- Given problem: Can you reproduce all the material below with every occurrence of "top-left corner" changed to "upper-left corner" and nothing else altered?
[BEGIN Data excerpts]
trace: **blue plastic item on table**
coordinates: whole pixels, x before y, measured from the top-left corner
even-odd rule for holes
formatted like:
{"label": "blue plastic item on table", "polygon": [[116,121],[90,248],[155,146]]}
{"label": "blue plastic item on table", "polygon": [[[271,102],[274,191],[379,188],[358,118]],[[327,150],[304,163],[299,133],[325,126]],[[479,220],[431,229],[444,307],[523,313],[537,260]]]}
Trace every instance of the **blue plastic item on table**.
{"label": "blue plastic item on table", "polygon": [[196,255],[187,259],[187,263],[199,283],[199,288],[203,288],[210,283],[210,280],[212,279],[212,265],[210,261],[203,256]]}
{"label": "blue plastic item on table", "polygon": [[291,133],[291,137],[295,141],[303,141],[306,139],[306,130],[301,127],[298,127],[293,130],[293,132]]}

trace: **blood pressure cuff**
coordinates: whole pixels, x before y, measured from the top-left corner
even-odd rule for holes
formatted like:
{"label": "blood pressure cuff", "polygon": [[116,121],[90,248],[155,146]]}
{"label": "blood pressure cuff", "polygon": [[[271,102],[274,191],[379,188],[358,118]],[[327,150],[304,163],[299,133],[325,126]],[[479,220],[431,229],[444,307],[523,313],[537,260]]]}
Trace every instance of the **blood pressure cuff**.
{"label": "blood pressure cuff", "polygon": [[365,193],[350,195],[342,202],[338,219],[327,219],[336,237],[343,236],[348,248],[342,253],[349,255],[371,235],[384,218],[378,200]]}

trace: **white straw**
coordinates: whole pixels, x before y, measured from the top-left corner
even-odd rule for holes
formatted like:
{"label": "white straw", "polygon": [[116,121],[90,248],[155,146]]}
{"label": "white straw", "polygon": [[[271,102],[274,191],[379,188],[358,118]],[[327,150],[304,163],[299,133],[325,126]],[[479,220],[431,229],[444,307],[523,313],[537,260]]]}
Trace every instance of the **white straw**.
[END Data excerpts]
- The completed task:
trace: **blue plastic item on table**
coordinates: whole pixels, x before y, measured from the upper-left corner
even-odd rule for holes
formatted like:
{"label": "blue plastic item on table", "polygon": [[116,121],[90,248],[155,146]]}
{"label": "blue plastic item on table", "polygon": [[[271,102],[274,191],[379,188],[358,118]],[[327,150],[304,163],[299,133],[325,126]],[[479,220],[431,229],[444,307],[523,313],[537,260]]]}
Trace every instance of the **blue plastic item on table**.
{"label": "blue plastic item on table", "polygon": [[196,255],[187,259],[187,263],[199,283],[199,288],[203,288],[210,283],[210,280],[212,279],[212,265],[210,261],[203,256]]}
{"label": "blue plastic item on table", "polygon": [[291,133],[291,137],[295,141],[303,141],[306,139],[306,130],[301,127],[298,127],[293,130],[293,132]]}

trace: **blood pressure cuff**
coordinates: whole pixels, x before y, measured from the upper-left corner
even-odd rule for holes
formatted like:
{"label": "blood pressure cuff", "polygon": [[116,121],[90,248],[155,146]]}
{"label": "blood pressure cuff", "polygon": [[[271,102],[274,191],[379,188],[358,118]],[[327,150],[304,163],[299,133],[325,126]],[[479,220],[431,229],[444,307],[523,313],[537,260]]]}
Trace every instance of the **blood pressure cuff**.
{"label": "blood pressure cuff", "polygon": [[365,193],[350,195],[342,202],[338,219],[327,219],[336,237],[343,236],[348,248],[342,253],[349,255],[371,235],[384,218],[378,200]]}

trace: **white straw**
coordinates: whole pixels, x before y, measured from the upper-left corner
even-odd rule for holes
formatted like:
{"label": "white straw", "polygon": [[116,121],[90,248],[155,146]]}
{"label": "white straw", "polygon": [[[271,102],[274,191],[379,188],[358,118]],[[327,150],[304,163],[299,133],[325,126]],[[479,220],[431,229],[444,307],[523,313],[537,260]]]}
Trace every instance of the **white straw**.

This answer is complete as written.